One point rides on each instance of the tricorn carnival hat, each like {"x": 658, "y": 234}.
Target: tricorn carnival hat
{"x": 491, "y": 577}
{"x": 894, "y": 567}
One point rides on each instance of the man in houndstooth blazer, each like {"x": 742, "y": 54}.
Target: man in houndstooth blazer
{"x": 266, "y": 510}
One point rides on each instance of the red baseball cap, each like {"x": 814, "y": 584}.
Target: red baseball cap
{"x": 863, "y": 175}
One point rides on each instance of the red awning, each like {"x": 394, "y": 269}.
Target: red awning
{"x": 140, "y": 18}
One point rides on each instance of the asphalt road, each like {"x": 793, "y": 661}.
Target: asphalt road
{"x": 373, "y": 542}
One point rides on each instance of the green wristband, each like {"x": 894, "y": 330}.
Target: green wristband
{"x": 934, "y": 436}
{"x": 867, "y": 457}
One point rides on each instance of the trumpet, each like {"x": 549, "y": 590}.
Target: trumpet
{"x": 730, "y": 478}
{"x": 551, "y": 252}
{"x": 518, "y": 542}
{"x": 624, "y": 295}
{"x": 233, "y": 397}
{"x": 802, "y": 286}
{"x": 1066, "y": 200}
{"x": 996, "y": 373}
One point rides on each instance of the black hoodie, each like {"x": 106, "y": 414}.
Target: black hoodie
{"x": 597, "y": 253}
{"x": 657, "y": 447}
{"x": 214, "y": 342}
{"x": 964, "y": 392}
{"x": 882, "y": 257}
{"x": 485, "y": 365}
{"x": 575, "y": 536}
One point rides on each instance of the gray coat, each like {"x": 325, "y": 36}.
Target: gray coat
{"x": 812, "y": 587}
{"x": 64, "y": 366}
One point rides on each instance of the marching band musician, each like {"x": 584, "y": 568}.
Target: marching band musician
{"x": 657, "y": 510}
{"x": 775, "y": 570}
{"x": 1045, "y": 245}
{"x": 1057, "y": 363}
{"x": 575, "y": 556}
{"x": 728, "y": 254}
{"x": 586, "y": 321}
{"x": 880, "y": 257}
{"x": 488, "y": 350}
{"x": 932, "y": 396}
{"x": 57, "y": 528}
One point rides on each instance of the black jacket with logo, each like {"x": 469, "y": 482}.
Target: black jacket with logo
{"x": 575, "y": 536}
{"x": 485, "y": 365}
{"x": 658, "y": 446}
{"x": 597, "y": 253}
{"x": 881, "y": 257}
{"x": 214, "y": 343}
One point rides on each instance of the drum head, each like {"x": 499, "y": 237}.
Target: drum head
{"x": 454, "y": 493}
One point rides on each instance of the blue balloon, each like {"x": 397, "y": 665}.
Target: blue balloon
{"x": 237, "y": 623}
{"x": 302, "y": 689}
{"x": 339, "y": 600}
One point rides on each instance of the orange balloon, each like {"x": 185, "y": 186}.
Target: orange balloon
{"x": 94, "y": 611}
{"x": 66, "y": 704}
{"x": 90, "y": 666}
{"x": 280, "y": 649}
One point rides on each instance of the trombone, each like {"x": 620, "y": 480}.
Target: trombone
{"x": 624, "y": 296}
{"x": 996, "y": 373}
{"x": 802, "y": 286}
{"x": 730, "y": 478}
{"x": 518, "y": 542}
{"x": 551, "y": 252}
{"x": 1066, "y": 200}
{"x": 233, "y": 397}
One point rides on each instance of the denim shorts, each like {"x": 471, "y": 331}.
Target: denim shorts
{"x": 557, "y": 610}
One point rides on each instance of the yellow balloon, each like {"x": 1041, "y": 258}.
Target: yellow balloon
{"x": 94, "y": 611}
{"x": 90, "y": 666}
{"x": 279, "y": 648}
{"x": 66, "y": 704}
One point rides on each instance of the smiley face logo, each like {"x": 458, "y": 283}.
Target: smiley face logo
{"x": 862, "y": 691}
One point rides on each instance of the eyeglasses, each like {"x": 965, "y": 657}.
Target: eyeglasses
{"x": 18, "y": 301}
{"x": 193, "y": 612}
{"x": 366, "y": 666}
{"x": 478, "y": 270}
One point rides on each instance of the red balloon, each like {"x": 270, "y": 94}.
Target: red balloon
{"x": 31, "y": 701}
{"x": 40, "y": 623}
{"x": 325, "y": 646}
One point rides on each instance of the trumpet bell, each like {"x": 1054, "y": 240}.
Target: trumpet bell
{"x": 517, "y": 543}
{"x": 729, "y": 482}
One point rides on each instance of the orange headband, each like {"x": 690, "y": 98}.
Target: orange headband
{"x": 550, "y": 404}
────────────────
[练习目的]:
请将上面所有记录重新写出，把其中的“Target”全部换成“Object”，其余内容一律保持原样。

[最终答案]:
One point rides on each instance of the tricorn carnival hat, each like {"x": 658, "y": 234}.
Object: tricorn carnival hat
{"x": 491, "y": 577}
{"x": 894, "y": 567}
One point rides on each instance of the man in houndstooth blazer, each like {"x": 742, "y": 54}.
Object: man in houndstooth blazer
{"x": 266, "y": 510}
One point rides on each instance of the red baseball cap, each like {"x": 814, "y": 584}.
Object: red baseball cap
{"x": 863, "y": 175}
One point rides on each instance of the red awning, each like {"x": 394, "y": 269}.
Object: red awning
{"x": 140, "y": 18}
One point rides on each instance of the asphalt road, each like {"x": 793, "y": 661}.
Object: asphalt road
{"x": 373, "y": 542}
One point rides on each instance of the green wristband, each like {"x": 894, "y": 330}.
Object: green wristband
{"x": 934, "y": 436}
{"x": 867, "y": 457}
One point rides on each instance of the trumpet, each like {"x": 549, "y": 590}.
Object: trumpet
{"x": 730, "y": 478}
{"x": 551, "y": 252}
{"x": 518, "y": 542}
{"x": 624, "y": 295}
{"x": 233, "y": 397}
{"x": 802, "y": 286}
{"x": 1066, "y": 200}
{"x": 996, "y": 373}
One point rides on each instance of the black hoodie, each like {"x": 106, "y": 414}.
Object: black hoodie
{"x": 597, "y": 253}
{"x": 657, "y": 447}
{"x": 214, "y": 342}
{"x": 964, "y": 392}
{"x": 882, "y": 257}
{"x": 485, "y": 365}
{"x": 575, "y": 536}
One point rides on each instance of the gray coat, each like {"x": 325, "y": 36}.
Object: gray coat
{"x": 812, "y": 587}
{"x": 64, "y": 366}
One point rides on each instance of the marching band musician, each like {"x": 584, "y": 568}.
Object: marching band musician
{"x": 657, "y": 510}
{"x": 775, "y": 570}
{"x": 1045, "y": 245}
{"x": 1057, "y": 363}
{"x": 575, "y": 556}
{"x": 728, "y": 254}
{"x": 586, "y": 321}
{"x": 880, "y": 257}
{"x": 488, "y": 350}
{"x": 932, "y": 396}
{"x": 57, "y": 528}
One point rides on each instance of the black jacket with logo, each like {"x": 469, "y": 482}.
Object: black jacket with logo
{"x": 575, "y": 536}
{"x": 485, "y": 365}
{"x": 658, "y": 446}
{"x": 597, "y": 253}
{"x": 881, "y": 257}
{"x": 214, "y": 343}
One point rides on each instance of the drum head, each like {"x": 499, "y": 237}.
Object: drum head
{"x": 454, "y": 493}
One point rides on each instance of the blue balloon, each like {"x": 397, "y": 665}.
Object: blue balloon
{"x": 237, "y": 623}
{"x": 302, "y": 689}
{"x": 339, "y": 600}
One point rides on each instance of the orange balloon, each like {"x": 185, "y": 186}.
Object: orange balloon
{"x": 94, "y": 611}
{"x": 66, "y": 704}
{"x": 90, "y": 666}
{"x": 280, "y": 649}
One point rides on each instance of the trombone, each like {"x": 620, "y": 480}.
Object: trombone
{"x": 624, "y": 296}
{"x": 996, "y": 373}
{"x": 802, "y": 286}
{"x": 730, "y": 478}
{"x": 518, "y": 542}
{"x": 551, "y": 252}
{"x": 1066, "y": 200}
{"x": 233, "y": 397}
One point rides on each instance of the denim shorts, each like {"x": 471, "y": 331}.
Object: denim shorts
{"x": 557, "y": 610}
One point rides on each instance of the yellow balloon, each like {"x": 1041, "y": 258}.
Object: yellow balloon
{"x": 94, "y": 611}
{"x": 90, "y": 666}
{"x": 279, "y": 648}
{"x": 66, "y": 704}
One point rides on each instance of the smiley face logo, each like {"x": 458, "y": 283}.
Object: smiley face logo
{"x": 862, "y": 691}
One point rides on each instance of the eyeglasses, each like {"x": 965, "y": 657}.
Object: eyeglasses
{"x": 18, "y": 301}
{"x": 193, "y": 612}
{"x": 366, "y": 666}
{"x": 478, "y": 270}
One point rides on each instance of the red balloon, each like {"x": 270, "y": 94}.
Object: red balloon
{"x": 31, "y": 701}
{"x": 40, "y": 623}
{"x": 325, "y": 646}
One point rides on each instance of the trumpet bell, each like {"x": 1054, "y": 240}.
Object: trumpet bell
{"x": 517, "y": 543}
{"x": 729, "y": 482}
One point rides on each instance of the orange headband, each like {"x": 690, "y": 98}.
Object: orange headband
{"x": 550, "y": 404}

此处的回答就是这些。